#### YOUR GOAL
Substitute "place a dot on" for "mark a point on" in every row below, then write the lines out again with nothing else altered.

(A block of data)
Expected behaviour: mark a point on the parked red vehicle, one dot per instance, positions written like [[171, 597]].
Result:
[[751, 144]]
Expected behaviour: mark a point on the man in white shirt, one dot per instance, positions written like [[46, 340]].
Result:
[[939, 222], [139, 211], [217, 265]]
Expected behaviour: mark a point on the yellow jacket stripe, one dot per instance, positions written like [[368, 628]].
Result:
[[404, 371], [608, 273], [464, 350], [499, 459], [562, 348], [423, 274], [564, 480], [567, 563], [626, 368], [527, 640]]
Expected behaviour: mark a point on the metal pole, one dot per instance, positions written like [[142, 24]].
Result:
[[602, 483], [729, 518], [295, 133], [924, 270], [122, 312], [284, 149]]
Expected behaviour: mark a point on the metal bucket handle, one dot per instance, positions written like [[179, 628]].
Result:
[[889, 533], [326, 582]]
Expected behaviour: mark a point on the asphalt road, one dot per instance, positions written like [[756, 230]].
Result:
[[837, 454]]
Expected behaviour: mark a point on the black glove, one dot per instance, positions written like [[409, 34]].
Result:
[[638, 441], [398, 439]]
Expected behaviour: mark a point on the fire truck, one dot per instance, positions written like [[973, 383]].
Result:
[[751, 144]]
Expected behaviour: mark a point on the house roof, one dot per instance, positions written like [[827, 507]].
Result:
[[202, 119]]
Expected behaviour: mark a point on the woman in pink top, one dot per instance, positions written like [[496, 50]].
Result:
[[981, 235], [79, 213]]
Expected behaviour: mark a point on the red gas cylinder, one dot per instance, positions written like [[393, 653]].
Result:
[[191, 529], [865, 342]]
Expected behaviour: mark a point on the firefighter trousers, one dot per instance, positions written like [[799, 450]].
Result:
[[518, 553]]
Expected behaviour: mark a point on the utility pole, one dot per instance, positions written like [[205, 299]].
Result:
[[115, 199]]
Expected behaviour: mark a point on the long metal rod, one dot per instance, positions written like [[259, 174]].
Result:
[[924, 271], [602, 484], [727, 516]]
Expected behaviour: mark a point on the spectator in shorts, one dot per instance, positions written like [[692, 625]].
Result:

#### RESULT OF THE TASK
Expected behaviour: place a dot on the parked red vehicle, one dot per instance, positions written like [[171, 597]].
Result:
[[751, 144]]
Expected behaviour: place a dot on the man in white shirt, one dot per instance, positions written like [[46, 340]].
Result:
[[939, 222], [139, 211], [217, 265]]
Expected behaviour: place a dot on the yellow jacket stripe, one dot per instance, positions written like [[368, 628]].
Result:
[[404, 371], [608, 273], [464, 350], [499, 459], [562, 348], [423, 274], [564, 480], [567, 563], [626, 368], [527, 640]]
Expected behaviour: place a dot on the metal pole, one dot per instance, positions written like [[142, 24]].
Result:
[[602, 483], [729, 518], [295, 133], [924, 270], [122, 312], [284, 149]]
Expected behaviour: place a dot on the metal bucket handle, one dot per instance, positions written like [[179, 628]].
Result:
[[889, 533], [326, 582]]
Expected behaviour: place a dot on the asphalt road, one dot per instance, positions written like [[756, 230]].
Result:
[[837, 454]]
Expected behaviour: place a dot on the black glove, one dot per instance, positions written like [[409, 34]].
Result:
[[638, 441], [398, 439]]
Expected behaviour: place a dot on the fire truck, one dot per instance, positions written like [[973, 383]].
Result:
[[751, 144]]
Expected behaviour: place a dot on the house roof, one dot per instance, positions written like [[827, 507]].
Result:
[[202, 119]]
Expected behaviour: place a dot on the woman in pink top, one dot per instance, positions written like [[496, 50]].
Result:
[[981, 235], [79, 213]]
Expected behaviour: place a dot on the red gas cylinder, one dot per instance, positions written like [[393, 653]].
Result:
[[191, 529], [865, 342]]
Expected behaviour: place a dot on the firefighter trousers, one dot per instance, positions written like [[799, 450]].
Result:
[[518, 553]]
Expected behaviour: place a dot on the utility pole, one dot per instance, positions written like [[205, 299]].
Result:
[[115, 199]]
Expected behaviour: place a dot on the long metal rod, one dot per instance, positions written like [[259, 174]].
Result:
[[924, 271], [602, 484], [727, 516]]
Expected behaviour: place a dot on the spectator in shorts, one dot per instance, positions written like [[692, 625]].
Result:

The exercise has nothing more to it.